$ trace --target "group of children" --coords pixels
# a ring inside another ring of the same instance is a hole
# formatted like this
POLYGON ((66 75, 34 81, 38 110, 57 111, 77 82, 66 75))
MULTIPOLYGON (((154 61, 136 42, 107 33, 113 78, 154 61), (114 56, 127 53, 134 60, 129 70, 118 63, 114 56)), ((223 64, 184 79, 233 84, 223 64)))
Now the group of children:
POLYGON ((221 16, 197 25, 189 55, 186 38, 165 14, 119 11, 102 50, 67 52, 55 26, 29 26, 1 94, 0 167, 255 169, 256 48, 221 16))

§ **Task**: Rewrite the listing above with every "hole" replaced by "gap" and nothing else changed.

§ **Solved exercise**:
$ trace --target "group of children" --coords pixels
# a ring inside another ring of the same instance is a gap
# formatted like this
POLYGON ((66 75, 34 81, 38 110, 57 111, 77 82, 66 75))
MULTIPOLYGON (((154 61, 136 42, 107 33, 113 78, 154 61), (114 56, 127 53, 134 60, 129 70, 118 63, 114 56)), ((223 64, 184 79, 233 84, 223 64)))
Now the group of children:
POLYGON ((221 16, 197 25, 189 55, 186 38, 165 14, 119 11, 102 50, 67 52, 55 26, 29 26, 1 94, 0 167, 255 169, 256 48, 221 16))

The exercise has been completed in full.